> **INSTRUCTIONS FOR THE TASK**
Please report each line of the entries below that contains the word "Expected", copying every such line in full.
-------- EXERCISE INPUT --------
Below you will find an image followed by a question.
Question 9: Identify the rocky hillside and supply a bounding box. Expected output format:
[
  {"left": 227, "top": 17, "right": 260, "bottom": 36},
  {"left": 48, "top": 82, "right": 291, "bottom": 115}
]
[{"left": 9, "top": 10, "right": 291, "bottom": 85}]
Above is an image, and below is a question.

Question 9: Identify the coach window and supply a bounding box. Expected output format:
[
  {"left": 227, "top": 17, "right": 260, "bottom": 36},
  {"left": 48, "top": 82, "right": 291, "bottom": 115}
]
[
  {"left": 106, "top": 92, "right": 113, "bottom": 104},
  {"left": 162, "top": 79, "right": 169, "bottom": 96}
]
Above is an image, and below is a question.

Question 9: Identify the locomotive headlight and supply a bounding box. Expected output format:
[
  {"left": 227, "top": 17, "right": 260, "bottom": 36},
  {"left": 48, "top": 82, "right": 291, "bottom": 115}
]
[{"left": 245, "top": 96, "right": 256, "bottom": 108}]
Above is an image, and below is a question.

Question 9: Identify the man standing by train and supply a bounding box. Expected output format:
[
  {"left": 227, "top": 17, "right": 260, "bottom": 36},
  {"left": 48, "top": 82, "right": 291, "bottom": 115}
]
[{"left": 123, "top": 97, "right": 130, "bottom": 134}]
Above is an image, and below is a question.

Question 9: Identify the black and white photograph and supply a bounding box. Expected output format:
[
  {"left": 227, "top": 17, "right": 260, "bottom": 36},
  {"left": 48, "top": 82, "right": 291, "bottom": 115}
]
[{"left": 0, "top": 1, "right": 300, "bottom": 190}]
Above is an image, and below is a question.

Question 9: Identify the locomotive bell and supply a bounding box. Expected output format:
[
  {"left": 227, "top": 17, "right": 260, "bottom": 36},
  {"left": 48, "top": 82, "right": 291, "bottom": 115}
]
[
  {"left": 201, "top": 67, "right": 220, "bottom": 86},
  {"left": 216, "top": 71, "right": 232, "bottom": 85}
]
--------
> **EXERCISE ANSWER**
Question 9: Identify the rocky hillside and supply a bounding box. Expected output format:
Question 9: Identify the coach window and supply a bounding box. Expected output format:
Question 9: Identify the locomotive headlight and supply a bounding box. Expected output format:
Question 9: Identify the man standing by train and supply a bounding box. Expected output format:
Question 9: Identify the black and white photograph and supply a bounding box. Expected output format:
Question 9: Identify the locomotive bell and supply a bounding box. Expected output format:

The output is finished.